Excerpted text START

2. What are the potential adverse effects?

a. Will the occupational group control the supply of practitioners?

b. Will regulation act as an entry barrier?

c. Will regulation prevent the optimal utilization of personnel?

d. Will regulation increase the cost of services to the consumer? Consider: license fees, bonding costs, record keeping.

e. Will stringent and/or additional educational requirements increase the cost of entry into the occupation and subsequently increase the cost of the services?

f. Will regulation decrease availability of practitioners?

Do the benefits more than compensate for potentially adverse effects?

How do legislatures look at this information.

Attached to this article is a chart furnished by the California Department of Consumer Affairs which is used to rank the need for regulation, from low to high, based on the information provided to substantiate each criterion. The chart lists each criterion and gives examples of findings that would lead to a conclusion of a low need, or a high need. This chart is quite informative of the views and concern of the legislature concerning governmental regulation of a profession. Note that in the first criterion the legislature is not persuaded at all by a request which only demonstrates that licensure procedure is sought only by the profession, not the public. This leads us to a more general discussion of licensure and the needs of the paralegal profession.

Licensure and the Regulated Profession - What does this mean?

Excerpted text END
Entries shown START

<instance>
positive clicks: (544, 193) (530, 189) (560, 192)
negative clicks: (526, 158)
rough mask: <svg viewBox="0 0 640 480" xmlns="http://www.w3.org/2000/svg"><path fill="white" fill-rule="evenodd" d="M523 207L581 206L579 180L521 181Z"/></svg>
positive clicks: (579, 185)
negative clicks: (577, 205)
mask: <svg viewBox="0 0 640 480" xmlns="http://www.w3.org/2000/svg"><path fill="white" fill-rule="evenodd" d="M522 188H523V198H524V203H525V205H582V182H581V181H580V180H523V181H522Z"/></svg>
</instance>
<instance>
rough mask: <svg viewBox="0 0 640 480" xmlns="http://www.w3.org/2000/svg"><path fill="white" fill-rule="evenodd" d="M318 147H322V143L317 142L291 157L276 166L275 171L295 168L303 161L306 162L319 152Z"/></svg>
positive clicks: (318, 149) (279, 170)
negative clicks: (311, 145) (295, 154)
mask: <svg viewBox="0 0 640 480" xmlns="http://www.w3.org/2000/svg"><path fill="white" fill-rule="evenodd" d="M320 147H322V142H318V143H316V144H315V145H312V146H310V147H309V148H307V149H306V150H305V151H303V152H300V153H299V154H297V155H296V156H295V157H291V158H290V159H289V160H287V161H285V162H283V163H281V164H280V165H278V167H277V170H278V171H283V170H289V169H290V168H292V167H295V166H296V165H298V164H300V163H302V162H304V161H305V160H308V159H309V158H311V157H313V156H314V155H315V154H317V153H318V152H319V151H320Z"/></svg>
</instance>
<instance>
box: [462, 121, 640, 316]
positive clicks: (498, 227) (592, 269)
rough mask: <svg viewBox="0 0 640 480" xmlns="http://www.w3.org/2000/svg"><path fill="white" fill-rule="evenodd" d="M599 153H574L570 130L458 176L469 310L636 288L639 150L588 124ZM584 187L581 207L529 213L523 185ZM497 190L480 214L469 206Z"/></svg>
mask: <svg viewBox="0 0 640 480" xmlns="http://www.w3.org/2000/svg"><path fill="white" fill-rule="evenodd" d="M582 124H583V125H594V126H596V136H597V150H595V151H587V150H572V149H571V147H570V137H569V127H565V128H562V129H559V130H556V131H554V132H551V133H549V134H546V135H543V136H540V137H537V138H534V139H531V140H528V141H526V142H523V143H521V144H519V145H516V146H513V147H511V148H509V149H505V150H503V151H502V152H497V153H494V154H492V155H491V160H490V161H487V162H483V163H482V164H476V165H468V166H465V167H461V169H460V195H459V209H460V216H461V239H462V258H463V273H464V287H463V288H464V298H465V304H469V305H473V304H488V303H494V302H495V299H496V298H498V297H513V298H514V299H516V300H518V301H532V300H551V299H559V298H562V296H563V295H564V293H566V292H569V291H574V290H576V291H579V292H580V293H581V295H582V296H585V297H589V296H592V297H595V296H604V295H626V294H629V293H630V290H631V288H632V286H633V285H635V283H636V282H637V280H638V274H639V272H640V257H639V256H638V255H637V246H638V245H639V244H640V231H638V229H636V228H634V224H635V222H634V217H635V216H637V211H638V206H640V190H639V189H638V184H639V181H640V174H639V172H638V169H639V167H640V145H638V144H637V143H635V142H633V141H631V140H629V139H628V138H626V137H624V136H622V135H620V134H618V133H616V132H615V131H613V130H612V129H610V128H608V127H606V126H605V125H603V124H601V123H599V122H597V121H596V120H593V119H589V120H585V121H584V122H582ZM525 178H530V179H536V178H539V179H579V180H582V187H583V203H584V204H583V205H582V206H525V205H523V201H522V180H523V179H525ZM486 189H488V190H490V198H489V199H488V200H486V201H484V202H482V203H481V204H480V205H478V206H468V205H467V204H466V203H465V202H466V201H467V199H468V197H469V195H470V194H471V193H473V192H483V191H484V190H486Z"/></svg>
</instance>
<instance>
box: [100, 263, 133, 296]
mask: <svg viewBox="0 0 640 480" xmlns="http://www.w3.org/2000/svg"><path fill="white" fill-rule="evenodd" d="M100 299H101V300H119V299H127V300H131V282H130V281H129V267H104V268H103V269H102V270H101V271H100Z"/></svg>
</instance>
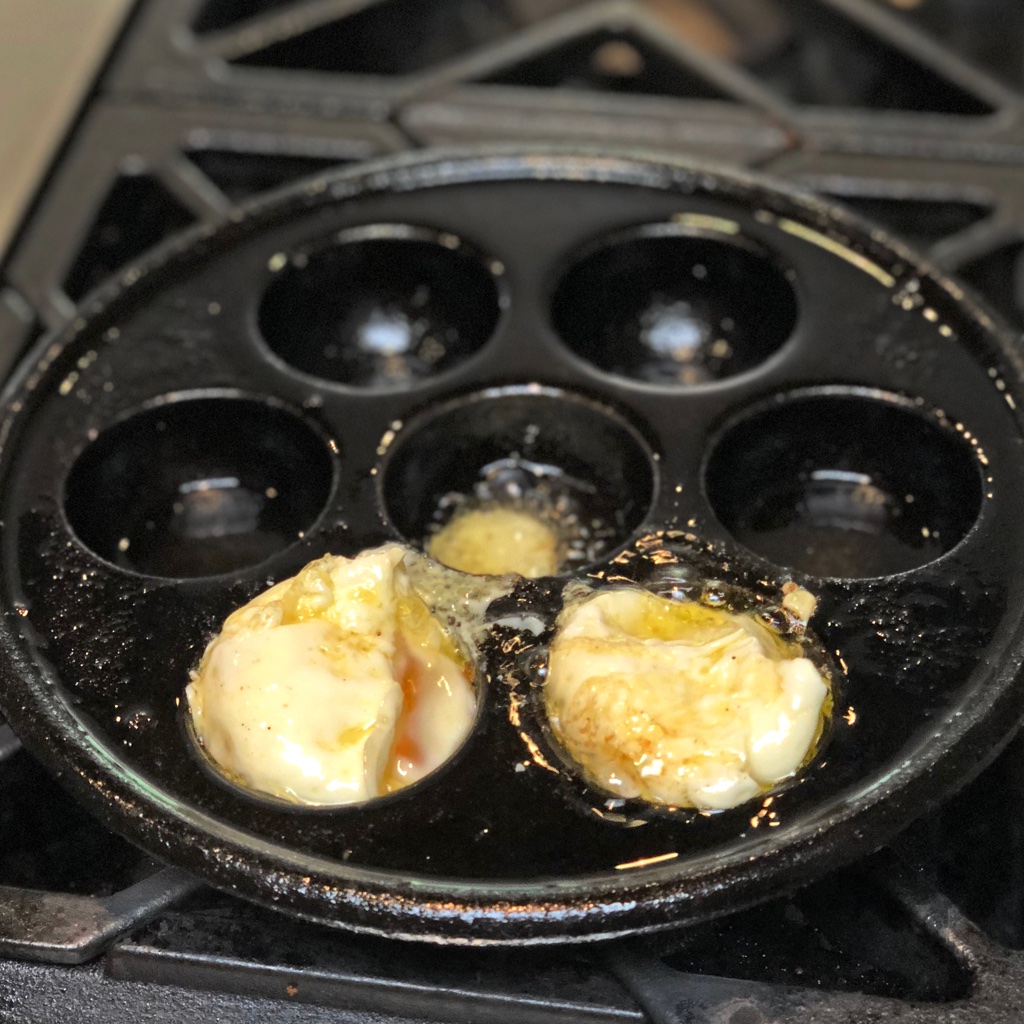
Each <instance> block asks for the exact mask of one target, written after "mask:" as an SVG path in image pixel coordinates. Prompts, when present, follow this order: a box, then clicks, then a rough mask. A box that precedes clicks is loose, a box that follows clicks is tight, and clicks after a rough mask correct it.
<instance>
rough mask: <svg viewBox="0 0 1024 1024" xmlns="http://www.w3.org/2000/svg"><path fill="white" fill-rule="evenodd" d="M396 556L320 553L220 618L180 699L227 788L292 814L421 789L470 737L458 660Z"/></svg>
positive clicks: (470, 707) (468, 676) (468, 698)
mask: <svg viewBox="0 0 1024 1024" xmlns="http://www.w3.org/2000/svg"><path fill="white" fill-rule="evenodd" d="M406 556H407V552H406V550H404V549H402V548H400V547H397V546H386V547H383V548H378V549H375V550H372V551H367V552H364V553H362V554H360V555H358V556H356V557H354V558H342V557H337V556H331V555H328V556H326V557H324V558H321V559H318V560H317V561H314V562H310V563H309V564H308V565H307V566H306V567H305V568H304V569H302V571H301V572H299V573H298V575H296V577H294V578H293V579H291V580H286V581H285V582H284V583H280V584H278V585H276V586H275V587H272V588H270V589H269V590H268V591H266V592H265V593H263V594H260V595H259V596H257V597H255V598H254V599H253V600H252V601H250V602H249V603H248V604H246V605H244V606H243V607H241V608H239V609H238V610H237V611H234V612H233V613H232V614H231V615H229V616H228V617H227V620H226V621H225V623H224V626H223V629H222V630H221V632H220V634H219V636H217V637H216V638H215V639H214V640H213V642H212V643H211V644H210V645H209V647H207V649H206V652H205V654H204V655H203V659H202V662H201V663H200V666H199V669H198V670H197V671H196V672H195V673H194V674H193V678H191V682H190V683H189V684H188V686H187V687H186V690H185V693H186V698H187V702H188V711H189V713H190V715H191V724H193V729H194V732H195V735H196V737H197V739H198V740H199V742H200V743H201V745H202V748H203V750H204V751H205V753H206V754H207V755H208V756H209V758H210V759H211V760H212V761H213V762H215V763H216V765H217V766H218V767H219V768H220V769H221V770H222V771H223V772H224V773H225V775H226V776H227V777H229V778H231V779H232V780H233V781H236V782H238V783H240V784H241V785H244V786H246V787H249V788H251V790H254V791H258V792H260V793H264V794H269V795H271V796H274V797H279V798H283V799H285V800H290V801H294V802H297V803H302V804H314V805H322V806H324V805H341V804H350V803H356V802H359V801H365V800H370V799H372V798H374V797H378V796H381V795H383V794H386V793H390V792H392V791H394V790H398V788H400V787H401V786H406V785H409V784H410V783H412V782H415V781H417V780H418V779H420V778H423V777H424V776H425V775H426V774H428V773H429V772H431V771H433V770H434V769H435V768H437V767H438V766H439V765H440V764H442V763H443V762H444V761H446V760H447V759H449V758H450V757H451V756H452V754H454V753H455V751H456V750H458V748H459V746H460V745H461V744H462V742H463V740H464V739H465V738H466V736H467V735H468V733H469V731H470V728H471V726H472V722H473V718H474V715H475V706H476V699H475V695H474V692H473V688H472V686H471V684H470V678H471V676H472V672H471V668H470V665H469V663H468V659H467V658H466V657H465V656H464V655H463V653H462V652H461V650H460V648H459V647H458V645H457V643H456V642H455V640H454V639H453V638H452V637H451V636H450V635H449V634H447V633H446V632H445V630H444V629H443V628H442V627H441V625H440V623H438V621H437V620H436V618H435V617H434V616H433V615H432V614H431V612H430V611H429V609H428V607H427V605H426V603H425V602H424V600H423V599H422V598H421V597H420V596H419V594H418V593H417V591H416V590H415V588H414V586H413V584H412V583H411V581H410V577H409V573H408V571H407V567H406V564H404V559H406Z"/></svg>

Entries shown END
Entries shown START

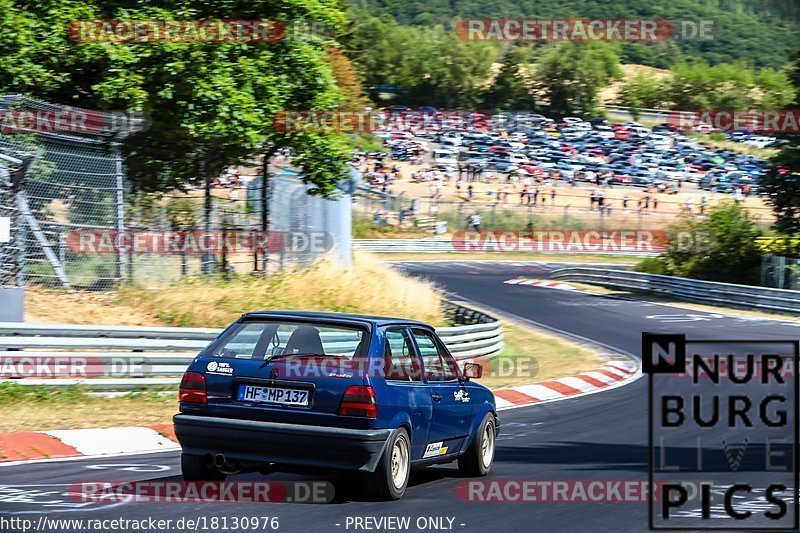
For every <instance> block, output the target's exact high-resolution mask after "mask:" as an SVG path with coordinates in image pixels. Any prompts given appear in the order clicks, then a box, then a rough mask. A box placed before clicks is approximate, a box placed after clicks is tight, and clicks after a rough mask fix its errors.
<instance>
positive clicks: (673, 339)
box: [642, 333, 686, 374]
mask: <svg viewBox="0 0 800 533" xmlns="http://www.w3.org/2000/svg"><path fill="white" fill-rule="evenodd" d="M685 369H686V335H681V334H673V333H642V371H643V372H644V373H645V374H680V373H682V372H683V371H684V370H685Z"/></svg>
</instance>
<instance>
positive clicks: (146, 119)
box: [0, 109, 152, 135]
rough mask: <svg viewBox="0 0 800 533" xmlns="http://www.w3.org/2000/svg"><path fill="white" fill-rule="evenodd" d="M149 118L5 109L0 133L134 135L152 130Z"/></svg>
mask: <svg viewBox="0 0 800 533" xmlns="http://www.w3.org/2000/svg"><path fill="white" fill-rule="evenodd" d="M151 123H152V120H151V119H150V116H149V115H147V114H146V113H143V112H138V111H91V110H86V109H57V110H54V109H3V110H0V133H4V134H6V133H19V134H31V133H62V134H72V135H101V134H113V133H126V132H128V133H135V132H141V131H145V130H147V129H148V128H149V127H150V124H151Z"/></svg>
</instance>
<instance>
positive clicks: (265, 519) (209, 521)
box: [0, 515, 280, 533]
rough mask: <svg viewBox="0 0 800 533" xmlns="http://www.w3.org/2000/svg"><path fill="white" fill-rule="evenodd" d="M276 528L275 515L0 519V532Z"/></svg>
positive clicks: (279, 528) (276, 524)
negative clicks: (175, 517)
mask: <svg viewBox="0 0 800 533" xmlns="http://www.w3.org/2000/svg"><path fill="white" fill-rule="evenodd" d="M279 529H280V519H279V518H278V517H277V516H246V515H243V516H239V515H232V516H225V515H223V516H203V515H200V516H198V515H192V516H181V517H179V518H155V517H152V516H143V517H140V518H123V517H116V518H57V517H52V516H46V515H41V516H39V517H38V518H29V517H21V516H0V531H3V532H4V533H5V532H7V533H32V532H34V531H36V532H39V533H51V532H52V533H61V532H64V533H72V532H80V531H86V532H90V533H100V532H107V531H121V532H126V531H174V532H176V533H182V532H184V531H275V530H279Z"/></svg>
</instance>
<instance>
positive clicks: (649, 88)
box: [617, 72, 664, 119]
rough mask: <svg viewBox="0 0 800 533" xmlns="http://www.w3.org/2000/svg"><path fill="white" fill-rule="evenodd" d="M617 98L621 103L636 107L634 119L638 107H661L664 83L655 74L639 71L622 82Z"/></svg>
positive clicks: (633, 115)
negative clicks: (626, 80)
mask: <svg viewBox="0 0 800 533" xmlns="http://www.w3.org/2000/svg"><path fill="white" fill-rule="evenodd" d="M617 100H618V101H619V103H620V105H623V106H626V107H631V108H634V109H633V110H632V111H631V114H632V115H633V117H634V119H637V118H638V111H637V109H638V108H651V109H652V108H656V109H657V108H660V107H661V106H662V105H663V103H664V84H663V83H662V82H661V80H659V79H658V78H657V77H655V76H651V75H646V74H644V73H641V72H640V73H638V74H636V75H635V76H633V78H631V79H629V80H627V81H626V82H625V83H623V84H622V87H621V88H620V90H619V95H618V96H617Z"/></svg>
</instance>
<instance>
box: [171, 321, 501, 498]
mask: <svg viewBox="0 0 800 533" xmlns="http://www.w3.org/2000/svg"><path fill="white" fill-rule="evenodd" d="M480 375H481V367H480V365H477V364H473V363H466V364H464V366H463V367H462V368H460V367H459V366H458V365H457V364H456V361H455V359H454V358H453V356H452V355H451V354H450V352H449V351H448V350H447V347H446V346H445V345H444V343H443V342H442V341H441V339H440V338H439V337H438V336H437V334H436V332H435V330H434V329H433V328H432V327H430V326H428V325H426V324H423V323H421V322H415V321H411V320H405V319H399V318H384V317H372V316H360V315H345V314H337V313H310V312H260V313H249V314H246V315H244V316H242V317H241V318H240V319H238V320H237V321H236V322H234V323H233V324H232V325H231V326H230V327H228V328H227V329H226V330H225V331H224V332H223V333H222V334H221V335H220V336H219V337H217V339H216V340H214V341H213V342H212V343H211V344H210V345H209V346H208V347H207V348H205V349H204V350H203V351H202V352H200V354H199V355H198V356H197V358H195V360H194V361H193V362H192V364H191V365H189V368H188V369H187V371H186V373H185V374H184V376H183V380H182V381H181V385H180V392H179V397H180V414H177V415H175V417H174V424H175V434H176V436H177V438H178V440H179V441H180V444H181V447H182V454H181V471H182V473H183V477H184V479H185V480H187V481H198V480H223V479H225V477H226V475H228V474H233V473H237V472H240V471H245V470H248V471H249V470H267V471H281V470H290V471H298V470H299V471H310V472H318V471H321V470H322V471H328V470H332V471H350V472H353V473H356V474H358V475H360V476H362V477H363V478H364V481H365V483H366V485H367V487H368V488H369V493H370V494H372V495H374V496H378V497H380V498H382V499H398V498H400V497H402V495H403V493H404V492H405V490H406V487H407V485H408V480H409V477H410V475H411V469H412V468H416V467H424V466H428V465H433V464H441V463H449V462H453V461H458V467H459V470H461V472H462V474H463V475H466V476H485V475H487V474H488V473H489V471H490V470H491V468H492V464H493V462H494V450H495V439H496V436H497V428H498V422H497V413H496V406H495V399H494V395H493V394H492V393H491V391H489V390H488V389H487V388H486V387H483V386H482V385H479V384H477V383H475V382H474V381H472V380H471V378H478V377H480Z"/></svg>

Entries shown END
Entries shown START

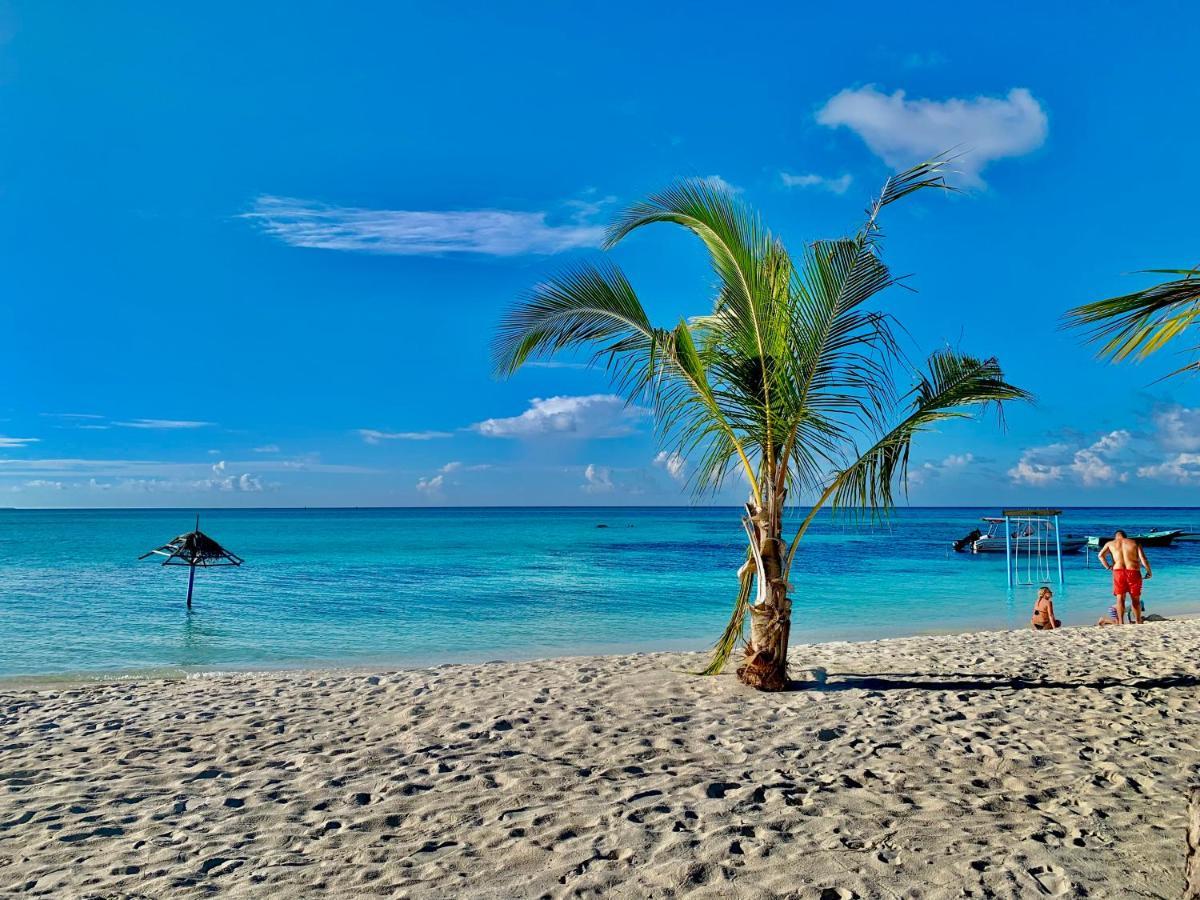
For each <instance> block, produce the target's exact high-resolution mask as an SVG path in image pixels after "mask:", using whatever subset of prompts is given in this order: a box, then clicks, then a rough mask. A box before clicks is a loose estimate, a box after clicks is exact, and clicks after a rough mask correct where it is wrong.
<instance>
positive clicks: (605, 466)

Entries shown END

> _Activity_
Carry on the text about regulating the paralegal profession from the point where it stops. The records have nothing to do with this work.

> _Response_
Licensure allows one to demonstrate proficiency for entry into a profession, with such minimal competency defined legislatively. Because the license is the same thing as a permission to gain employment in a certain occupation, there is tremendous pressure to develop the licensing program to address or define the lowest level of professional competence. In addition, among the statutes reviewed for this article, many differentiate the forms of regulation, from registration to certification to licensure. The statutes further state that the form of regulation chosen must be the least restrictive, consistent with the public interest. Not only, then, are legislatures pressured to define the lowest level of competence, they are encouraged to use the least restrictive form of regulation, if regulation is determined to be needed.

A license merely controls entry into a profession, it does not establish professional standards, nor is that its purpose. This is an important distinction to keep in mind. It requires careful consideration of the purpose of a licensure program before deciding if it is in the best interest of the profession. In fact, because licensure programs are created to serve the public, the rules and regulations which drive the licensure process are developed with the needs of the public in mind, not the needs of the profession. In instances where these needs may compete, the public will be served. Closely related to this point is the fact that licensure programs are the responsibility of government or the agency overseeing the process, not the profession. A licensure program may or may not include the involvement or even the interests of members of the profession.

The requirements and procedures for obtaining a license vary from state to state. Therefore, unless some sort of reciprocity agreement has been created between states, it may not be easy for a professional licensed in one state to obtain a license in another. This fact is among the reasons this issue has nationwide implications for the paralegal profession.

A licensing procedure - a statute - does not ensure competence or ethical performance. For example, NALA's files are full of newspaper articles describing cases in which individuals are charged with the unauthorized practice of law and where states are considering legislation to toughen UPL penalties. There is no reason to believe the licensure of legal assistants would have any effect on the practices of these individuals.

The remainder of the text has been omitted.